— start —

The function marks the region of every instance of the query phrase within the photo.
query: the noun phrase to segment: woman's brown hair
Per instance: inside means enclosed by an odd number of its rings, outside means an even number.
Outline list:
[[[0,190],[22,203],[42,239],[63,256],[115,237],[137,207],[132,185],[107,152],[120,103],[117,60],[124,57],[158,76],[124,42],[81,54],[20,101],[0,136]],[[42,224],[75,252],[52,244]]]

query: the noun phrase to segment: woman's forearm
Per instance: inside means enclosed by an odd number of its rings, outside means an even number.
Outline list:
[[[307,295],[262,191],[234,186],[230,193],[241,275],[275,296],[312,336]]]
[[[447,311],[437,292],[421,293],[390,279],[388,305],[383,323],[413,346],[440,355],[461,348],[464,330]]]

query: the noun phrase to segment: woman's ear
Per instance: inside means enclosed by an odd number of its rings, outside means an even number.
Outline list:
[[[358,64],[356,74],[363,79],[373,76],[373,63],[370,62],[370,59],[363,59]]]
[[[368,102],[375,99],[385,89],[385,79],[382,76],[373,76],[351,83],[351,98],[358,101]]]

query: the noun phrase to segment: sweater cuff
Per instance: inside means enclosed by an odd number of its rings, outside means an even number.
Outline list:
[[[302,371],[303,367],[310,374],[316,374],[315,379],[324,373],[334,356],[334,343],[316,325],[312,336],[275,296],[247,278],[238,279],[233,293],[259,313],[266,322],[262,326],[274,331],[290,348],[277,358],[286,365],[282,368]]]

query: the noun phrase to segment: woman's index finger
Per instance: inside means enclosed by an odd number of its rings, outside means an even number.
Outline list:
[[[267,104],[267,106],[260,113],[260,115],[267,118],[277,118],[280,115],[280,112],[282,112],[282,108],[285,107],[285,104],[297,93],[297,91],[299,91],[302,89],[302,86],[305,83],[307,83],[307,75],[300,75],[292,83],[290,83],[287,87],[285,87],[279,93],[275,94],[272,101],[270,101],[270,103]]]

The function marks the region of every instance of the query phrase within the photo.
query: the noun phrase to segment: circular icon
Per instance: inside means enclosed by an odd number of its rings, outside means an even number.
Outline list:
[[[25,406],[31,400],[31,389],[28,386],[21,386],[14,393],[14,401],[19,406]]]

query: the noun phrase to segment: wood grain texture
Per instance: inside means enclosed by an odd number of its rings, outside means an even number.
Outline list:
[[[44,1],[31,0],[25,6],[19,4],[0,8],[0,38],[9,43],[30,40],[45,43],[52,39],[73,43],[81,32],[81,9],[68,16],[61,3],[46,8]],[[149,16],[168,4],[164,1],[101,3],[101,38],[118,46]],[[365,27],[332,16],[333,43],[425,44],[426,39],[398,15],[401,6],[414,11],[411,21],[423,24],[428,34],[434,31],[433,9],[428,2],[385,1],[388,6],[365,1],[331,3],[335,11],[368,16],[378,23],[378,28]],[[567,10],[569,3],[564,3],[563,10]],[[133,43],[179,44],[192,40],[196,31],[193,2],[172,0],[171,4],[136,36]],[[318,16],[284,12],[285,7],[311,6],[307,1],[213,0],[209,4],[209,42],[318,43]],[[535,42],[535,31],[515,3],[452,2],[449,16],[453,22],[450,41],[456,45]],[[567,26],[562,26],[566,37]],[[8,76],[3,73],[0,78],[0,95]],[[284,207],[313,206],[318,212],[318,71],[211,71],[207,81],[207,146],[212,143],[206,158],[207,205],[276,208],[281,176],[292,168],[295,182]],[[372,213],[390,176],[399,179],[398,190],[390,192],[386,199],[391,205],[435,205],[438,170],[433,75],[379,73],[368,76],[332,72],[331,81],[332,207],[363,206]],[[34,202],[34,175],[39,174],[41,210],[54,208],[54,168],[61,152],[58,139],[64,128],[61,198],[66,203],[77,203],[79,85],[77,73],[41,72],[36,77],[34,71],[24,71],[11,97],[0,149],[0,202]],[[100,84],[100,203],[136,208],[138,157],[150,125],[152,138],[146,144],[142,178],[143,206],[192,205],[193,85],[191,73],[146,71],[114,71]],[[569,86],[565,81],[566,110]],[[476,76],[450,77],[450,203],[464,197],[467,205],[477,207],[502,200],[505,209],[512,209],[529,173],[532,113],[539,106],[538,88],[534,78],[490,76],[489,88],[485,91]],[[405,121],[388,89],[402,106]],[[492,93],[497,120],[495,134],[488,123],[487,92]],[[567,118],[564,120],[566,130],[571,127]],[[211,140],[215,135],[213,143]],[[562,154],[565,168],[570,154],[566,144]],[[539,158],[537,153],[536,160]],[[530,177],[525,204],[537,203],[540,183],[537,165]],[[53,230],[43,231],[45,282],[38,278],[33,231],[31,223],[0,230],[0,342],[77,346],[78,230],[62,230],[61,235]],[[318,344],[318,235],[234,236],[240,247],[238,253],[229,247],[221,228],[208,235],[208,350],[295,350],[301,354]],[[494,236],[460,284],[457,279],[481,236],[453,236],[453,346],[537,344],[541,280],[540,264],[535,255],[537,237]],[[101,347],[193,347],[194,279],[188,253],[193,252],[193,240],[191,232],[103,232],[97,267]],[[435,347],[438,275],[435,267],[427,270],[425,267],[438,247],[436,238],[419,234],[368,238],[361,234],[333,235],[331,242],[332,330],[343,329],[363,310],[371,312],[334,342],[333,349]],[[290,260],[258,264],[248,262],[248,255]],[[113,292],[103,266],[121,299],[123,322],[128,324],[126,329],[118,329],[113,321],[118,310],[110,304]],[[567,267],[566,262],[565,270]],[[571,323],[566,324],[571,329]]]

— end —

Stated problem
Print the records above exactly as they appear.

Written answer
The function marks the region of every instance of the query phrase within the photo.
query: the noun phrase to segment: woman's brown hair
Per instance: inside means enclosed by an odd number of its rings, outside means an even number.
Outline list:
[[[0,190],[22,203],[42,239],[63,256],[115,237],[137,207],[132,185],[107,152],[120,103],[117,60],[124,57],[158,76],[124,42],[81,54],[20,101],[0,136]],[[42,224],[75,252],[52,244]]]

query: the noun phrase to segment: woman's forearm
Per instance: inside means enclosed by an odd number of its rings, outside means an even number.
Outline list:
[[[307,295],[262,191],[234,186],[230,193],[241,275],[275,296],[312,336]]]
[[[447,311],[437,292],[421,293],[390,279],[388,305],[383,323],[413,346],[440,355],[461,348],[464,330]]]

query: the noun phrase to segment: woman's ear
Per instance: inside means enclosed by an odd number of its rings, outside means an even number.
Outline list:
[[[358,64],[356,74],[363,79],[373,76],[373,63],[370,62],[370,59],[363,59]]]
[[[368,102],[375,99],[385,89],[385,79],[382,76],[373,76],[351,83],[351,98],[358,101]]]

query: the noun phrase to segment: sweater cuff
Per instance: inside means enclosed by an odd number of its rings, outside means an even number.
Outline list:
[[[302,371],[303,367],[310,374],[316,374],[315,379],[324,373],[334,356],[334,343],[316,325],[312,336],[275,296],[247,278],[238,279],[233,293],[259,313],[266,322],[262,326],[274,331],[290,348],[277,358],[286,365],[282,368]]]

query: the noun phrase to segment: woman's index finger
Per instance: inside means enclosed by an odd number of its rings, outside means an even number.
Outline list:
[[[267,104],[267,106],[260,113],[260,115],[267,118],[277,118],[280,115],[280,112],[282,112],[282,108],[285,107],[285,104],[297,93],[297,91],[299,91],[302,89],[302,86],[305,83],[307,83],[307,75],[300,75],[292,83],[290,83],[287,87],[285,87],[279,93],[275,94],[272,101],[270,101],[270,103]]]

The function marks the region of every instance of the query phrase within the photo.
query: the noun phrase to segment: circular icon
Per instance: inside means enclosed by an odd number of its rings, outside means an even number.
Outline list:
[[[25,406],[31,400],[31,389],[28,386],[21,386],[14,393],[14,401],[19,406]]]

query: the noun phrase to segment: wood grain texture
Per instance: inside means enclosed by an odd number of its rings, outside means an even number.
Outline list:
[[[44,1],[31,0],[25,6],[19,4],[0,8],[0,38],[9,43],[30,40],[45,43],[52,39],[73,43],[81,32],[81,9],[68,16],[61,3],[46,8]],[[149,16],[168,4],[164,1],[101,3],[101,38],[118,46]],[[365,27],[332,16],[333,43],[425,44],[426,39],[398,15],[401,6],[414,11],[411,21],[423,24],[428,34],[434,31],[433,9],[428,2],[385,1],[388,6],[365,1],[331,3],[335,11],[368,16],[378,23],[378,28]],[[567,10],[569,3],[564,3],[563,10]],[[133,43],[179,44],[192,40],[196,31],[193,2],[172,0],[171,4],[136,36]],[[318,16],[284,12],[285,7],[311,6],[307,1],[213,0],[209,4],[209,42],[318,43]],[[535,42],[535,31],[515,3],[452,2],[449,16],[453,22],[450,41],[456,45]],[[567,26],[562,26],[566,37]],[[8,76],[3,73],[0,78],[0,95]],[[284,207],[313,206],[318,212],[318,71],[211,71],[207,81],[207,146],[212,143],[206,158],[207,205],[276,208],[281,176],[292,168],[295,182]],[[372,213],[390,176],[399,179],[398,190],[390,192],[386,199],[391,205],[435,205],[438,170],[433,75],[379,73],[368,76],[332,72],[331,81],[332,207],[363,206]],[[34,202],[34,175],[39,174],[41,210],[54,208],[54,168],[61,152],[58,139],[64,128],[61,198],[66,203],[77,203],[79,85],[77,73],[41,72],[36,77],[34,71],[24,71],[11,97],[0,149],[0,202]],[[100,84],[100,203],[136,208],[138,157],[150,125],[152,138],[146,144],[142,178],[143,206],[192,205],[193,85],[191,73],[146,71],[114,71]],[[569,86],[565,81],[566,110]],[[476,76],[450,77],[450,203],[464,197],[467,205],[477,207],[502,200],[505,209],[512,209],[529,173],[532,113],[539,106],[538,88],[534,78],[490,76],[489,88],[485,91]],[[405,121],[388,89],[402,106]],[[492,93],[497,120],[495,134],[488,123],[487,92]],[[567,118],[564,120],[566,130],[571,127]],[[211,140],[215,135],[213,143]],[[562,154],[565,168],[570,154],[566,144]],[[539,158],[537,153],[536,160]],[[530,177],[525,204],[537,203],[540,183],[537,165]],[[53,230],[43,231],[45,282],[38,278],[33,231],[31,223],[0,230],[0,342],[77,346],[78,230],[62,230],[61,235]],[[318,344],[318,235],[234,236],[240,247],[238,253],[229,247],[221,228],[208,235],[208,350],[295,350],[301,354]],[[494,236],[460,284],[457,279],[481,236],[453,236],[453,346],[537,344],[541,280],[540,264],[535,255],[537,237]],[[101,347],[193,347],[194,279],[188,253],[193,252],[193,240],[191,232],[103,232],[97,267]],[[435,347],[438,275],[435,267],[427,270],[425,267],[438,247],[436,238],[419,234],[368,238],[361,234],[333,235],[331,242],[332,330],[343,329],[363,310],[371,312],[334,342],[333,349]],[[290,260],[258,264],[248,262],[248,255]],[[113,292],[103,266],[121,299],[123,322],[128,324],[126,329],[118,329],[113,321],[118,310],[110,304]],[[567,267],[566,262],[565,270]],[[571,323],[566,324],[571,329]]]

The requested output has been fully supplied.